> [Texto para revisar]
%%

Dicen que los domingos se hicieron para descansar. Pero si establecemos un ranking de las necesidades humanas, la alimentación, seguramente, estaría por encima del descanso. Haciendo caso a esa jerarquización, unos cien o doscientos caraqueños de esos llamados “de a pie” acuden –con más sueño que ganas- al calvario del momento en Venezuela: la cola para comprar comida.
La congregación es variopinta. La mayoría son mujeres a las que les ha tocado asumir que es mejor sacrificar el sueño mañanero del domingo para asegurar las arepas de toda la semana. También hay hombres, ancianos y niños. El sol continúa medianamente tapado por alguna nube que sigue dormida. En el ambiente reina una tensa quietud y casi se puede tocar con las manos el fastidio que todos llevan como factor común. La cola es larga y creciente, la cola es aburrida e incómoda, la cola es indignante… la cola es la única vía para conseguir el tan ansiado tesoro que todos aspiran, la cola es la calma previa a la tempestad: son las 7:45 de la mañana y el mercado abre a las nueve.
Venezuela es un país complicado, difícil de entender. Si fuera una persona de seguro sería diagnosticada por los expertos en la materia como psicológicamente inestable. O tal vez bipolar. O como mínimo: un sujeto incapaz de establecer sus prioridades. De allí que veamos a un obrero con un iPhone, aunque con tan solo 30 años de edad, esté más cerca de cobrar pensión que de comprar su casa propia. Mujeres que priorizan la operación de las tetas a la formación académica, y más allá de eso, ven esas prótesis como una inversión para su futuro. De allí que los profesores y médicos cobren la tercera parte de lo que cobra un militar (sin contar los “rebusques” del militar). De allí que la mitad del país siga aplaudiendo, cual manada de focas, al gobernante que los tiene un domingo en la mañana haciendo una cola kilométrica para comprar comida.

%%

> [Datos proporcionados]
%%

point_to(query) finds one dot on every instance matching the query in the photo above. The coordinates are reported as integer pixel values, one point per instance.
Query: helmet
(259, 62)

%%

> [Tarea asignada A] Según el texto sobre la cola para comprar comida en Venezuela, ¿a qué hora abre el mercado?
> [Tarea asignada B] Reproduce al pie de la letra el fragmento del texto sobre la cola para comprar comida que empieza en "La congregación es" y acaba en "a las nueve.".
Resuelve basándote únicamente en el texto, sin tomar en cuenta los datos.

> [Solución A] A las nueve de la mañana.

> [Solución B]
La congregación es variopinta. La mayoría son mujeres a las que les ha tocado asumir que es mejor sacrificar el sueño mañanero del domingo para asegurar las arepas de toda la semana. También hay hombres, ancianos y niños. El sol continúa medianamente tapado por alguna nube que sigue dormida. En el ambiente reina una tensa quietud y casi se puede tocar con las manos el fastidio que todos llevan como factor común. La cola es larga y creciente, la cola es aburrida e incómoda, la cola es indignante… la cola es la única vía para conseguir el tan ansiado tesoro que todos aspiran, la cola es la calma previa a la tempestad: son las 7:45 de la mañana y el mercado abre a las nueve.